%%
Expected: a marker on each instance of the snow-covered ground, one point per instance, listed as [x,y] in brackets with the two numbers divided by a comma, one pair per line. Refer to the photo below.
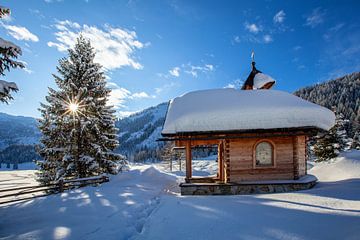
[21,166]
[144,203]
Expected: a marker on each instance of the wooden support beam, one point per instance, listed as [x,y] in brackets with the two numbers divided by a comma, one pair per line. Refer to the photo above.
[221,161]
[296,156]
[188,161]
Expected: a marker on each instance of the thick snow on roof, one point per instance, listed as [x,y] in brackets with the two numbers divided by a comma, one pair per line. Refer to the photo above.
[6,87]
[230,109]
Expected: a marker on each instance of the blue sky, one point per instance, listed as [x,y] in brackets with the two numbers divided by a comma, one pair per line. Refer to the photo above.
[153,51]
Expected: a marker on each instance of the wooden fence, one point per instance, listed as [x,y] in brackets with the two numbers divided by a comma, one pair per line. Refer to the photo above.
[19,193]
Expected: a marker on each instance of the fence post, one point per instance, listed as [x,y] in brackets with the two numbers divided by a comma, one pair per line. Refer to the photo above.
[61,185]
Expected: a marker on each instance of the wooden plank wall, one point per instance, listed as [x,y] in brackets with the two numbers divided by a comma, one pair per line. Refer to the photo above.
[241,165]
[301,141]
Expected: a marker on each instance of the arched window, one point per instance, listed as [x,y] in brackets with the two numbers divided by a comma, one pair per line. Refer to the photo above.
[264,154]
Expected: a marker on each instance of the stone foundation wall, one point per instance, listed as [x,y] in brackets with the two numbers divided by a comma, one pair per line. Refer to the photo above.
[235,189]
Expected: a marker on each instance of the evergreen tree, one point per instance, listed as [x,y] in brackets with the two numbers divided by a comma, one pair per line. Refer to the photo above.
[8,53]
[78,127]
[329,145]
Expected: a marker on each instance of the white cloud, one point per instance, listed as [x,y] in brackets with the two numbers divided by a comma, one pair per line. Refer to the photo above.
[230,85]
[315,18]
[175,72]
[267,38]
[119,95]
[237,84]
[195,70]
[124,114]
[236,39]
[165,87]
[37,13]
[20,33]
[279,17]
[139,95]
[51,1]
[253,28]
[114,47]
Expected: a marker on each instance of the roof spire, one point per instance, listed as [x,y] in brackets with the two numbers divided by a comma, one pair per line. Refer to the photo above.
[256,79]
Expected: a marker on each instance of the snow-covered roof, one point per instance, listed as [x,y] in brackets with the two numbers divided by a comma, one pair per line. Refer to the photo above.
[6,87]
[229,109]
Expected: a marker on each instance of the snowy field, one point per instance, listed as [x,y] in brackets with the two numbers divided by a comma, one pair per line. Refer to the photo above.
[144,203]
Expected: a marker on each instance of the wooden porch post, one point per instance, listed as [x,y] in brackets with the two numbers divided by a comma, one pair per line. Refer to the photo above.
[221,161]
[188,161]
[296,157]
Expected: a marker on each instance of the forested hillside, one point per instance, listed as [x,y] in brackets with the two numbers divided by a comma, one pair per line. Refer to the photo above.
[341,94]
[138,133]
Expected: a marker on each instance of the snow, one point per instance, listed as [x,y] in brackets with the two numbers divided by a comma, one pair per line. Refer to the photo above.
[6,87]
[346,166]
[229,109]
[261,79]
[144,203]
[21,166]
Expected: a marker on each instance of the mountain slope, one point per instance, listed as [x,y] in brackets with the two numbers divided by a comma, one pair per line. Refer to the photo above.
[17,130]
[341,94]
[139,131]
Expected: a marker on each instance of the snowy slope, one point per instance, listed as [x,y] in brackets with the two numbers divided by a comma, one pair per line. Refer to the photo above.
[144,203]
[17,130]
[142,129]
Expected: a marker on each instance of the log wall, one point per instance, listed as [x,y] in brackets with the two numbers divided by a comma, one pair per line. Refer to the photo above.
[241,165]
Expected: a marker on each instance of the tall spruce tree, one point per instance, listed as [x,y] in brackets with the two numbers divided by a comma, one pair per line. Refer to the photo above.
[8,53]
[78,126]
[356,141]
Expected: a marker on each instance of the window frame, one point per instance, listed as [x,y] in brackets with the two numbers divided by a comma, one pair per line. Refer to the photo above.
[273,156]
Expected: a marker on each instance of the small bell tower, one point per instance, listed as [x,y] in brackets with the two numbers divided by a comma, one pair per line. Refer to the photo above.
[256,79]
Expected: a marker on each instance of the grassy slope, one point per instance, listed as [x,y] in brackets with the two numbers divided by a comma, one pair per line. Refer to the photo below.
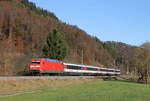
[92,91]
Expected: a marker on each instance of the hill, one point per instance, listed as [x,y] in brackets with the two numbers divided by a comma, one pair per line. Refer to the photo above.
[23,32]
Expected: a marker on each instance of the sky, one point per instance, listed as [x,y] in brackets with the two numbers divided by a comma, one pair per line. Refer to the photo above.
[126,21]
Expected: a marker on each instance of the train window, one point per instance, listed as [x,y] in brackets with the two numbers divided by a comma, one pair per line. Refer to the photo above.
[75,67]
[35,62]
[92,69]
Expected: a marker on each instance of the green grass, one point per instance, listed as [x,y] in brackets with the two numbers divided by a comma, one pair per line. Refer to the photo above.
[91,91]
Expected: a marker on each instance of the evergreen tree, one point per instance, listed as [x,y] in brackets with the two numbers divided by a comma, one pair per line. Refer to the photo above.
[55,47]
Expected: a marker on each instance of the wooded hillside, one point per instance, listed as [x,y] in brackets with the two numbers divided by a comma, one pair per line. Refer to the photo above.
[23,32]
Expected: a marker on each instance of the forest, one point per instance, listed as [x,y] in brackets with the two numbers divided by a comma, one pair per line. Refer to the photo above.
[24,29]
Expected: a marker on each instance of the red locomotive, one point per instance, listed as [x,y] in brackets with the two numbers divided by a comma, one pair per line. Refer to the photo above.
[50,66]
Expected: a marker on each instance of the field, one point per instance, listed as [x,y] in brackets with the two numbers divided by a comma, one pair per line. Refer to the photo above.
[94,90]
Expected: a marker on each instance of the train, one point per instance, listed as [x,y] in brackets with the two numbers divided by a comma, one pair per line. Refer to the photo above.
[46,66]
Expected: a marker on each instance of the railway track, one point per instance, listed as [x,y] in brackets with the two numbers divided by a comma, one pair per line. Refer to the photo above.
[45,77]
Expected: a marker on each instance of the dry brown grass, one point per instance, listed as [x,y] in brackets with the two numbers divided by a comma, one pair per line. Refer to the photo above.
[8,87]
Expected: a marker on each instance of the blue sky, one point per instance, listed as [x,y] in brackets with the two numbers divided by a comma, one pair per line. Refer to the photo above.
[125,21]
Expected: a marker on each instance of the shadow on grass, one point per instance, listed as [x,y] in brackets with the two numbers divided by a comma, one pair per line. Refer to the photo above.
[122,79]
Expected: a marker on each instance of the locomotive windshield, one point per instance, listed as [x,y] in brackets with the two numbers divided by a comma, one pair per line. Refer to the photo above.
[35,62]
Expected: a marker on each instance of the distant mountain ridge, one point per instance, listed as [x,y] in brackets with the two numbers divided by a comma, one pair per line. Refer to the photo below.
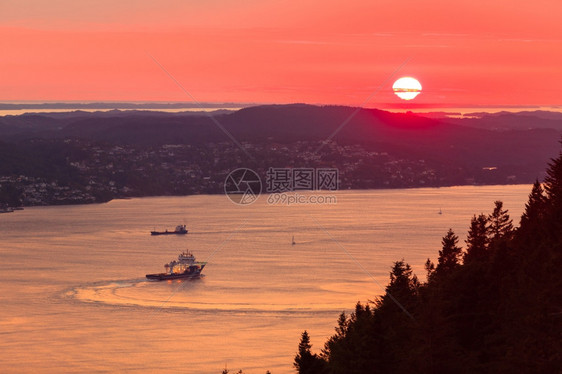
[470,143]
%%
▶ [About this task]
Word for word, copy all the entries above, but with no pictures.

▶ [The completed task]
Expected: a marker on each instance of the snow-covered ground, one point per instance, listed as [x,y] in brackets with the two numbers divided by a comma, one pair per line. Refer to the photo below.
[21,166]
[144,203]
Expected: a marker on each instance of the wooden support beam, one point per instance, listed as [x,y] in brackets with the two numbers divided by a comma, one pair per line. Refer to the photo above.
[221,161]
[296,156]
[188,161]
Expected: a marker on each instance of the thick snow on roof, one point per instance, listed as [x,y] in brackets with the two numbers divided by a comma, one pair per line. Refer to the photo above.
[6,87]
[230,109]
Expected: a marker on each instance of the blue sky, one point per instance, listed as [x,y] in brackets with the two numbers divided by a comma, one pair per line. Refer to the photo above.
[153,51]
Expected: a marker on each instance of the wooden fence, one point per instance, listed as [x,y] in brackets with the two numbers divided by a comma, one pair per line. Refer to the photo above.
[19,193]
Expected: a marker on each instance of the fence post, one point per instance, listed as [x,y] in brackets with the two numbers divided by a comma, one pair per line. Refer to the photo above.
[61,185]
Expected: a marker on each instance of the wooden plank wall, one point per instance, listed as [x,y] in brackets with the two numbers divided by a comma, one pair per line. Refer to the photo above.
[241,165]
[301,141]
Expected: a marker on each instance of the arched window, one point per instance, listed as [x,y] in brackets with the two numbers divided by a comma, one pair per line. Refer to the photo above.
[264,154]
Expected: a marker on each instance of the stone foundation wall, one point per instance, listed as [x,y] in brackets with the two numbers divided by a comma, one pair per line. Refer to the photo above.
[235,189]
Expected: a marker on each instance of the evergreen tree, one point per instance, listed as [x,y] in brackets with the two numbers divided by a comma, one pair per line. Refer to the photo above.
[8,53]
[78,127]
[329,145]
Expected: a marker on each instance of the white cloud, one point per instance, listed as [x,y] in brackets with the two numbers divided by a comma, one pair per line. Refer to the photo above.
[230,85]
[315,18]
[175,72]
[267,38]
[119,95]
[237,84]
[195,70]
[124,114]
[236,39]
[165,87]
[37,13]
[20,33]
[279,17]
[139,95]
[51,1]
[253,28]
[114,47]
Expected: a marker on each instance of the roof spire, one point per instance, listed as [x,y] in brackets with the two numbers divided by a comma, one pair per line. Refer to the photo above.
[256,79]
Expected: a marker on each instance of the snow-covered roof, one point per instance, listed as [x,y] in brackets with the two numbers divided by a comma, one pair per line. Refer to the photo above.
[6,87]
[229,109]
Expected: a marker on each instance of the snowy field, one point per instance, listed as [x,y] in brackets with the two numbers divided by a comma, one pair per line. Refer to the photo above.
[144,203]
Expected: a marker on each instance of the wooden porch post, one point per instance, listed as [x,y] in brackets with the two numbers divided by a comma, one pair per line. Refer to the photo above.
[221,161]
[188,161]
[296,157]
Expected: a marker on each instance of the forested hillside, one point per instance, listed as [x,y] in brackets with the two numbers divided by a comma, one pair per line. Refer to the photo above.
[341,94]
[138,133]
Expected: a marker on each instance of the snow, one point per instance, listed as [x,y] in brackets with the two numbers divided by a comma, one pair per line. Refer to the photo above.
[6,87]
[346,166]
[229,109]
[261,79]
[144,203]
[21,166]
Expected: a marker on each instance of the mountain slope, one point per instance, listed as [x,y] in brackets with the two numbers divided by a comma, one pair per line. Refer to the photo above.
[17,130]
[341,94]
[139,131]
Expected: a marker on each instance of the snowy slope, one point per instance, listed as [x,y] in brackets with the two numbers divided by a comma, one pair per line. Refer to the photo above.
[144,203]
[17,130]
[142,129]
Expected: a marker on each instance of the log wall, one point per instance, listed as [x,y] in brackets with the two numbers divided by a comma, one pair per line. Refer to the photo above.
[241,165]
Expected: a marker on each instance of the tall spruce tree, one point per instance, listed as [x,y] in brackets with the two numbers divided by a comma, one pair per line. Refer to the photo above.
[8,53]
[78,126]
[356,141]
Expected: a marker on each instance of the window frame, one point per instance, listed as [x,y] in brackets with the two numbers divided by a comma, one pair per line. Refer to the photo above.
[273,156]
Expected: a marker on each instance of the small bell tower, one point per instance, listed as [x,y] in brackets with the two numbers divided by a comma, one pair per line. Refer to the photo above.
[256,79]
Expected: a marker on each instance of the grassy slope, one point per instance, listed as [x,y] in brackets with the two numbers divided by a comma, one pair per line. Refer to the photo below.
[92,91]
Expected: a marker on each instance of the hill, one point per instance, listed as [x,y] in brackets with the two numbers divided by a comma, one pair per line. Refer to the photo above.
[23,32]
Expected: a marker on each instance of the sky, one point per instance, listed as [x,y] in brackets with the two numbers divided by a comma, one pair per line. Refer to the photo above.
[126,21]
Expected: a marker on each instance of the train window, one point per instance, listed as [x,y] in brackets with the two numbers divided by a comma, one pair per line. Refer to the photo above.
[75,67]
[35,62]
[92,69]
Expected: a marker on each instance of the green grass, one point per instance, listed as [x,y] in brackets with the two numbers divided by a comma, one pair per line. Refer to the photo above.
[91,91]
Expected: a marker on each instance of the evergreen tree, one point per instance, listed as [x,y] in brackets with the two numbers divided by a comma, one pair per line. Refer to the photo above.
[55,47]
Expected: a marker on each instance of the wooded hillside, one point per instance, listed as [x,y] in brackets with the two numbers divided by a comma, one pair per line. Refer to the photo above.
[23,32]
Expected: a marker on each instance of the forest, one point per instance, listed as [x,y] in brackets with the two numbers divided by a comma, one pair per line. Refer to the photo above.
[24,29]
Expected: a marker on each instance of the red locomotive, one point per instance, listed as [x,y] in brackets with the two numbers divided by a comma, one pair per line. Refer to the photo above.
[50,66]
Expected: a marker on each instance of the field, one point per instance, listed as [x,y] in brackets with the two numbers divided by a comma, one pair per line. Refer to the photo above.
[94,90]
Expected: a marker on each instance of the train, one point per instance, listed as [x,y] in brackets with the two numbers divided by a comma, one pair per line. Refer to the photo above.
[46,66]
Expected: a marker on each instance of the railway track, one point per instance, listed as [x,y] in brackets with the two numbers divided by a comma, one pair per line. Refer to the photo above.
[45,77]
Expected: a marker on each instance of the dry brown grass, one point per instance, listed as [x,y] in brackets with the two numbers divided by a comma, one pair per line. Refer to the photo above.
[8,87]
Expected: a marker on each instance of the blue sky, one point per instance, listed as [x,y] in brackets with the two numbers divided by a comma, one pair per line. Refer to the photo above.
[125,21]
Expected: a marker on each instance of the shadow on grass, one point per instance, listed as [x,y] in brackets with the two numbers divided by a comma, one pair per line. Refer to the photo above.
[122,79]
Expected: a marker on each instance of the locomotive windshield, one point per instance, listed as [x,y] in brackets with the two numbers divided by a comma, one pair per line. Refer to the photo above.
[35,62]
Expected: a marker on each instance of the distant mountain ridge, one point per instance, listed as [x,y] in brackets with the two numbers divided by a comma, one pair per line. Refer to the photo below.
[470,143]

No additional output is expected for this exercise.